Report each line in the rows below that contains the string "tile". Case matters when matching.

┄┄┄┄┄┄

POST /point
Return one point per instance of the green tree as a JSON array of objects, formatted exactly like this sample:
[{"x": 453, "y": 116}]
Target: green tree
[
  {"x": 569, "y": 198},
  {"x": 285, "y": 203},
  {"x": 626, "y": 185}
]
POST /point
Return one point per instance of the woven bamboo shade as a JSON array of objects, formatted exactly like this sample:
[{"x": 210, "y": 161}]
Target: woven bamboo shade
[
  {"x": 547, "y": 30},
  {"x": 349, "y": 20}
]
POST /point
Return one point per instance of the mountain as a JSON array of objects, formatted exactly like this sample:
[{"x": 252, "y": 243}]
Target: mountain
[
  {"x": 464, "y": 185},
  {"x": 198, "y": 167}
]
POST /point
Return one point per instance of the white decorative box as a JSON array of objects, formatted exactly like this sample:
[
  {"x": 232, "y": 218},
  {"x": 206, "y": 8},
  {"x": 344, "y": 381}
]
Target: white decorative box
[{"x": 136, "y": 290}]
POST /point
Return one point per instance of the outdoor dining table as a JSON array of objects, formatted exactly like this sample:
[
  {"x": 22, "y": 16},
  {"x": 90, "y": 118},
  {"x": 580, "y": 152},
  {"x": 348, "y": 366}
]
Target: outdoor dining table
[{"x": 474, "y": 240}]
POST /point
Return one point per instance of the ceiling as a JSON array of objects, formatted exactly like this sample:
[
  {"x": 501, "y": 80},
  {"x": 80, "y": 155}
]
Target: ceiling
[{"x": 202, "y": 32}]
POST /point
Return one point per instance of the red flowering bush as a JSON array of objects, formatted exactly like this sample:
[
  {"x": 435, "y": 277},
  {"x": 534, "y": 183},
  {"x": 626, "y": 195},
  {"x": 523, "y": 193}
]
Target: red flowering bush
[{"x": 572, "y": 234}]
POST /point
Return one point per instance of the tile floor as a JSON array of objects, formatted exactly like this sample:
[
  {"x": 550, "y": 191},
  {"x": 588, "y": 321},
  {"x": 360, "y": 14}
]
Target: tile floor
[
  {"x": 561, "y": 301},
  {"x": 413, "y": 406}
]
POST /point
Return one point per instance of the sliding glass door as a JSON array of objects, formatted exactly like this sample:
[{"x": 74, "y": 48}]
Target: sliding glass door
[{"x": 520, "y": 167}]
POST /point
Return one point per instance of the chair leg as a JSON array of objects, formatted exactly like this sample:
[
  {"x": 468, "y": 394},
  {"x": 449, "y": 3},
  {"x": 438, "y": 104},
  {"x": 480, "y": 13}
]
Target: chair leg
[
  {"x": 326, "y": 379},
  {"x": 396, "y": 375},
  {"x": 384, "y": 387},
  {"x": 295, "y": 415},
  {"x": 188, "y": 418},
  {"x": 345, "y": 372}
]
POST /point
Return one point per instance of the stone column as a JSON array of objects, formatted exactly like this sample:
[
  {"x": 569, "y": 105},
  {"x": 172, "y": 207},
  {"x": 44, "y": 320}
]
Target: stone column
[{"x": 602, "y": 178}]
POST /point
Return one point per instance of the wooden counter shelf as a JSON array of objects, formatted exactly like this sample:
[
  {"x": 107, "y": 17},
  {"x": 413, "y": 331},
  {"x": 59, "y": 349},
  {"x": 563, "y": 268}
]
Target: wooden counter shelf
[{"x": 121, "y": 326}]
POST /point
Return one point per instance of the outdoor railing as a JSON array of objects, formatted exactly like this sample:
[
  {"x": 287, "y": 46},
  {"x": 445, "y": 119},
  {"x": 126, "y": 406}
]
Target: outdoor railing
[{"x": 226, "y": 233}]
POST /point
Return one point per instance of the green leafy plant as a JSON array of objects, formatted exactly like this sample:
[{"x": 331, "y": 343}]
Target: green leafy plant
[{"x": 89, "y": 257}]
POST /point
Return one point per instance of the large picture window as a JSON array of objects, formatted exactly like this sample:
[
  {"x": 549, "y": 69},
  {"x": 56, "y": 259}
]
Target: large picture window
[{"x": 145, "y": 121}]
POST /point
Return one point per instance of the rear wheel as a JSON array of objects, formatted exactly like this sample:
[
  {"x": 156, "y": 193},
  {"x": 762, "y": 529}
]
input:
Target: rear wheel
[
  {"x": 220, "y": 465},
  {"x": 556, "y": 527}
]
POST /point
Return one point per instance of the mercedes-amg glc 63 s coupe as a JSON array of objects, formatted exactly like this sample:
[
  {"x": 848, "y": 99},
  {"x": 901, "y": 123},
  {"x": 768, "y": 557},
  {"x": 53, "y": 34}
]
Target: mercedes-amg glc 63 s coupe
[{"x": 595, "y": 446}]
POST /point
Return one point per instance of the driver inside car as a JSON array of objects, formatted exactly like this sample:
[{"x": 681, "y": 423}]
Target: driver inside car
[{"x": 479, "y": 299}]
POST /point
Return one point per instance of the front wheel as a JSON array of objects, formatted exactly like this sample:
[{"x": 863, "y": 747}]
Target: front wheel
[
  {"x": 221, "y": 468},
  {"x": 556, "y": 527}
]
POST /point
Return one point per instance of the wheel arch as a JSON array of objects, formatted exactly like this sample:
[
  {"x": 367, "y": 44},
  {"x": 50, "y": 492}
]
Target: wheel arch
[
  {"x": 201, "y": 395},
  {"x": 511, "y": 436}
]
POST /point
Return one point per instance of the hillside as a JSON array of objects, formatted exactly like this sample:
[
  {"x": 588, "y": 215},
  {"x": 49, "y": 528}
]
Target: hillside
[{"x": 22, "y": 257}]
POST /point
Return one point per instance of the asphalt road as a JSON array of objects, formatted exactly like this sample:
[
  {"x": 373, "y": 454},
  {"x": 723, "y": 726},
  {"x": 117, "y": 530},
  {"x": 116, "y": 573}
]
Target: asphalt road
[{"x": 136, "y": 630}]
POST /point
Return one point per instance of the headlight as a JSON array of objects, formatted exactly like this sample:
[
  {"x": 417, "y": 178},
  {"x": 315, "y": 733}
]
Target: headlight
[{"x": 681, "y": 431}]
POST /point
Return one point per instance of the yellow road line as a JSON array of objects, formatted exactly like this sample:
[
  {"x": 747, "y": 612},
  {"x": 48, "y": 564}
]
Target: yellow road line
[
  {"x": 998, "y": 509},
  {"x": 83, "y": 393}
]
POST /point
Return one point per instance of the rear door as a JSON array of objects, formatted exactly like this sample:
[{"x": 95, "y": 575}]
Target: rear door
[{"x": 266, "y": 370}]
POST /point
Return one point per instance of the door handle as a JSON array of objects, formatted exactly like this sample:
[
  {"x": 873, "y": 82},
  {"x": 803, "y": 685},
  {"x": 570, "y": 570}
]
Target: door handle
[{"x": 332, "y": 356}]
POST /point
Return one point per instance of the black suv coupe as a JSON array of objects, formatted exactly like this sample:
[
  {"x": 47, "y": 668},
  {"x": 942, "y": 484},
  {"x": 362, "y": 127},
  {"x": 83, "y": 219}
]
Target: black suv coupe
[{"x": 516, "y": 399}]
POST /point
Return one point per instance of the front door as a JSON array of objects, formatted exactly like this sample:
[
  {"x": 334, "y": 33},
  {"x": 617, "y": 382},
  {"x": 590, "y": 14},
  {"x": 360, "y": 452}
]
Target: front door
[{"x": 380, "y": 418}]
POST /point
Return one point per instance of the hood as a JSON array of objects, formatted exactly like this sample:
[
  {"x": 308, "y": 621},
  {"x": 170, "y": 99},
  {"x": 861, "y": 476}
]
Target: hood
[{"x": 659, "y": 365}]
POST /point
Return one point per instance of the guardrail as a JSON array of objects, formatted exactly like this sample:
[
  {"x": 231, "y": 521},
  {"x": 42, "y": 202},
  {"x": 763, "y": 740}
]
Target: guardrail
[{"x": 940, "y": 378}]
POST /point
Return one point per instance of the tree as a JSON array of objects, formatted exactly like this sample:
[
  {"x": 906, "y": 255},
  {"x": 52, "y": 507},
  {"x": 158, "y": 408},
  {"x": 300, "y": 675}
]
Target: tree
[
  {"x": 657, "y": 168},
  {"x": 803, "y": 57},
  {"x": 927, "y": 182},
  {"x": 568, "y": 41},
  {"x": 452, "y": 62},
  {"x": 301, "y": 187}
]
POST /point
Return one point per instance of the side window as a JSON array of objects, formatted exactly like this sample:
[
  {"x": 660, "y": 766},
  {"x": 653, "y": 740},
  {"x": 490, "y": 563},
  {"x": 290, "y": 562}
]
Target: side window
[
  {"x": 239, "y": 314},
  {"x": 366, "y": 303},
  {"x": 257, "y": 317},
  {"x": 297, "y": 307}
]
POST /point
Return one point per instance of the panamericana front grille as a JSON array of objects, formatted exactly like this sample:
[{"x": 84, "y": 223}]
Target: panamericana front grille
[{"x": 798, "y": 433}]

┄┄┄┄┄┄

### RIGHT ANSWER
Return one point per instance of the tile floor as a JSON array of objects, formatted exactly like this sample:
Target: tile floor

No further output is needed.